▶ [Task goal]:
Repeat the listing that follows, character for character, minus the pictures.

::: Information given :::

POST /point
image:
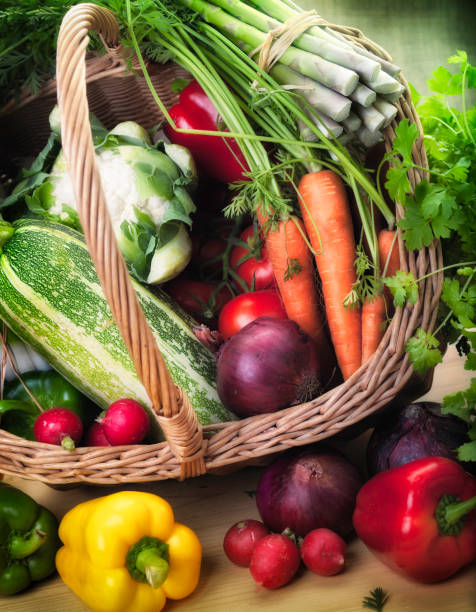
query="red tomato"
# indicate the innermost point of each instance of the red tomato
(256, 270)
(202, 300)
(247, 307)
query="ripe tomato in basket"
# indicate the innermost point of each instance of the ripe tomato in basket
(200, 299)
(247, 307)
(251, 262)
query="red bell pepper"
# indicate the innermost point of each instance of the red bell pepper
(217, 157)
(420, 518)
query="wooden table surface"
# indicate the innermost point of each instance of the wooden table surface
(211, 504)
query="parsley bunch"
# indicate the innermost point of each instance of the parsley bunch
(443, 207)
(28, 32)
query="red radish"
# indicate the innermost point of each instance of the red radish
(58, 426)
(95, 436)
(125, 422)
(323, 552)
(275, 561)
(240, 540)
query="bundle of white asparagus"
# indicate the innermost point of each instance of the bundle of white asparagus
(351, 91)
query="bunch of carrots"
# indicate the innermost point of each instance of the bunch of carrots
(327, 223)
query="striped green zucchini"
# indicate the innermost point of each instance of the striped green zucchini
(51, 298)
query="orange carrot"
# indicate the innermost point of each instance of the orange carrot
(374, 312)
(294, 272)
(325, 210)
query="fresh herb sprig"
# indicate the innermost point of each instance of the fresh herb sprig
(376, 600)
(28, 31)
(444, 207)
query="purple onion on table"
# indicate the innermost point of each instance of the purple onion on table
(307, 489)
(418, 430)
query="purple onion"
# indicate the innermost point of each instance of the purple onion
(266, 366)
(418, 430)
(307, 489)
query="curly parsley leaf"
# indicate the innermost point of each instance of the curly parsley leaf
(423, 351)
(403, 286)
(376, 599)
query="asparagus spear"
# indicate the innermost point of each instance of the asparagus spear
(372, 119)
(352, 123)
(327, 73)
(287, 9)
(388, 110)
(323, 99)
(363, 95)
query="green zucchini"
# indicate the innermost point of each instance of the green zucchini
(51, 298)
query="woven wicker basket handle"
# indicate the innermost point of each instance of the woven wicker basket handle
(174, 412)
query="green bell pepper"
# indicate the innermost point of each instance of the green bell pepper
(18, 411)
(28, 540)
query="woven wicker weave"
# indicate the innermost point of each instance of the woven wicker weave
(190, 449)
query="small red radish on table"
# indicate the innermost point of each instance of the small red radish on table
(323, 552)
(275, 561)
(241, 540)
(125, 422)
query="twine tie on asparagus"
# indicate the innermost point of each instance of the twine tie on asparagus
(279, 39)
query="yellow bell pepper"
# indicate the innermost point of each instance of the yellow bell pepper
(125, 553)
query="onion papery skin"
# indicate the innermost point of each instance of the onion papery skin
(307, 489)
(268, 365)
(418, 430)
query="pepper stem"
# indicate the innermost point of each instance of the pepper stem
(451, 513)
(23, 546)
(454, 512)
(155, 567)
(148, 561)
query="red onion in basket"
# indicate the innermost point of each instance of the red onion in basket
(266, 366)
(309, 488)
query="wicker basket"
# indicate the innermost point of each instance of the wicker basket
(190, 449)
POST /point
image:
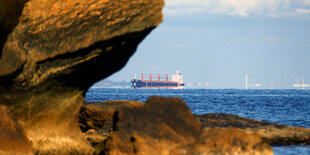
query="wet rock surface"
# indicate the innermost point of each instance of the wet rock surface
(13, 139)
(272, 133)
(228, 141)
(166, 126)
(156, 128)
(49, 51)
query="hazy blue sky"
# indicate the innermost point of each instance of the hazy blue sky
(219, 41)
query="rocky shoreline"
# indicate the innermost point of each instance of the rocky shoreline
(270, 133)
(53, 51)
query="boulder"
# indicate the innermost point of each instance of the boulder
(229, 141)
(54, 50)
(156, 128)
(99, 116)
(13, 139)
(272, 133)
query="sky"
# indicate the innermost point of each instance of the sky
(216, 42)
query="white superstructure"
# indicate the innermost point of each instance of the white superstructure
(177, 77)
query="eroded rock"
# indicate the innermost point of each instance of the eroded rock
(99, 116)
(157, 128)
(229, 141)
(13, 139)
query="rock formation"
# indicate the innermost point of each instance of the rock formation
(229, 141)
(13, 139)
(54, 50)
(272, 133)
(158, 127)
(164, 126)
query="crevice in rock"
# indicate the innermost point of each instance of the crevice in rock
(10, 12)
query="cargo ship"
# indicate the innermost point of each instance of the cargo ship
(159, 81)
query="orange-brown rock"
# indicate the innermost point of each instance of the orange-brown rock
(99, 116)
(272, 133)
(229, 141)
(157, 128)
(54, 50)
(13, 139)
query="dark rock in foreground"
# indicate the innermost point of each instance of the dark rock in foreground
(163, 126)
(13, 139)
(158, 127)
(272, 133)
(229, 141)
(99, 116)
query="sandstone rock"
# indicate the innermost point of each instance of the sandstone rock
(47, 61)
(157, 128)
(99, 115)
(272, 133)
(229, 141)
(13, 139)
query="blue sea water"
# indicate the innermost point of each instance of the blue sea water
(288, 107)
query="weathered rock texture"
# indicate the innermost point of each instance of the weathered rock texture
(157, 128)
(13, 139)
(229, 141)
(163, 126)
(272, 133)
(99, 116)
(57, 50)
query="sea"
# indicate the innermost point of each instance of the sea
(287, 107)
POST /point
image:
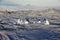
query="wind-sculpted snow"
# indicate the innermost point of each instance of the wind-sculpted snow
(11, 30)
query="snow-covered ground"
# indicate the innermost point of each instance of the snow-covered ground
(11, 30)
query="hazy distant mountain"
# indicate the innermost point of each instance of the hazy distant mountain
(9, 8)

:::

▶ [Task output]:
POST /point
image:
query="red tomato"
# indicate the innermost point of each instance of the red tomato
(256, 270)
(202, 300)
(247, 307)
query="ripe tomato in basket"
# indicate the innermost point of each instance of the ripe tomato in basket
(200, 299)
(247, 307)
(251, 262)
query="red bell pepper"
# indicate the innermost point of each instance of the red bell pepper
(217, 157)
(420, 518)
query="wooden table surface"
# indicate the innermost point of each instance of the wooden table surface
(211, 504)
query="parsley bunch"
# indicate the innermost point of each instance of the parsley bunch
(443, 207)
(28, 32)
query="red radish"
# indicate the innermost point of each instance of the red radish
(58, 426)
(95, 436)
(125, 422)
(323, 552)
(275, 561)
(240, 540)
query="bundle of white asparagus"
# indicate the innermost point of each instance of the bundle of white asparagus
(351, 91)
query="bunch of carrots"
# indicate the innermost point of each instance of the bunch of carrots
(327, 223)
query="striped green zucchini"
# indicate the innermost point of each instance of the striped green zucchini
(51, 298)
query="orange carrot"
# indicate the innermost point of each instance of the orange carrot
(374, 312)
(294, 272)
(325, 210)
query="fresh herb sprig"
# indicate the innermost point of each instance of the fresh herb sprig
(376, 600)
(28, 31)
(444, 207)
query="purple onion on table"
# indicate the innermost point of each instance of the purple onion on table
(307, 489)
(418, 430)
query="purple onion"
# indicate the innermost point of each instance of the purple onion
(266, 366)
(418, 430)
(307, 489)
query="curly parsley leaf"
# indicate the innermost point of each instance of the curly parsley leaf
(423, 351)
(403, 286)
(376, 599)
query="asparagus spear"
# indicate the innermost point of each instance of the asparagus spear
(372, 119)
(352, 123)
(327, 73)
(287, 9)
(388, 110)
(323, 99)
(363, 95)
query="green zucchini"
# indicate the innermost point of each instance of the green zucchini
(51, 298)
query="woven wicker basket handle"
# indicate the innermost point of each instance of the woven wicker basket handle
(174, 412)
query="green bell pepper"
# indicate the innermost point of each instance of the green bell pepper
(18, 411)
(28, 540)
query="woven wicker weave"
# indicate the innermost point of each instance of the woven wicker weave
(190, 449)
query="small red radish on table"
# indicate the innermost point of each instance of the small red radish on table
(323, 552)
(275, 561)
(241, 540)
(125, 422)
query="twine tie on asparagus"
# indicate the innermost point of each instance of the twine tie on asparagus
(279, 39)
query="yellow bell pepper"
# indicate the innermost point of each instance of the yellow bell pepper
(125, 553)
query="onion papery skin"
# indicate the innermost point of each instance of the onion papery skin
(307, 489)
(268, 365)
(418, 430)
query="pepper stem"
# indicate the innermost point of each instance of the pepper stem
(451, 513)
(23, 546)
(454, 512)
(155, 567)
(148, 561)
query="red onion in basket"
# indicate the innermost point of each instance of the red onion in basket
(266, 366)
(309, 488)
query="wicker basket"
# indicate the innermost point of each instance of the wicker basket
(190, 449)
POST /point
image:
query="wet rock surface"
# indicate the innermost point of each instance of the wet rock surface
(13, 139)
(272, 133)
(228, 141)
(166, 126)
(156, 128)
(49, 51)
query="hazy blue sky"
# indicate the innermost point of each instance of the hazy blue sky
(219, 41)
query="rocky shoreline"
# indicate the innermost point of each instance of the rocky shoreline
(270, 133)
(53, 51)
query="boulder"
# indicate the innermost point of each instance of the boulder
(229, 141)
(54, 50)
(156, 128)
(99, 116)
(13, 139)
(272, 133)
query="sky"
# indicate the innermost point of each instance of the sky
(216, 42)
query="white superstructure"
# indicate the innermost point of each instance of the white superstructure
(177, 77)
query="eroded rock"
# indicate the innermost point of each instance of the eroded rock
(99, 116)
(157, 128)
(229, 141)
(13, 139)
query="rock formation"
# indicate the innermost point of each instance of the rock formation
(229, 141)
(13, 139)
(54, 50)
(272, 133)
(158, 127)
(164, 126)
query="crevice in rock"
# indicate the innermost point of each instance of the crevice in rock
(10, 12)
query="cargo ship"
# indicate the innermost point of each instance of the cargo ship
(159, 81)
query="orange-brown rock"
# indicate the innermost point of each instance of the orange-brown rock
(99, 116)
(272, 133)
(229, 141)
(157, 128)
(54, 50)
(13, 139)
query="dark rock in foreground"
# indicate the innermost point of each instance of the dark rock in foreground
(163, 126)
(13, 139)
(158, 127)
(272, 133)
(229, 141)
(99, 116)
query="sandstone rock"
# indicate the innermost point of each instance of the sandstone rock
(47, 61)
(157, 128)
(99, 115)
(272, 133)
(229, 141)
(13, 139)
query="blue sea water"
# indicate the innermost point of each instance of the blue sea water
(288, 107)
query="weathered rock texture"
# indicate the innermost point of each instance of the weathered rock texture
(157, 128)
(13, 139)
(229, 141)
(163, 126)
(272, 133)
(99, 116)
(57, 50)
query="sea"
# indicate the innermost point of each instance of the sea
(287, 107)
POST /point
image:
query="wind-sculpted snow"
# indicate the innermost point of each instance of the wind-sculpted snow
(11, 30)
query="snow-covered ground"
# indicate the innermost point of each instance of the snow-covered ground
(11, 30)
query="hazy distant mountain"
# indicate the innermost point of each instance of the hazy distant mountain
(9, 8)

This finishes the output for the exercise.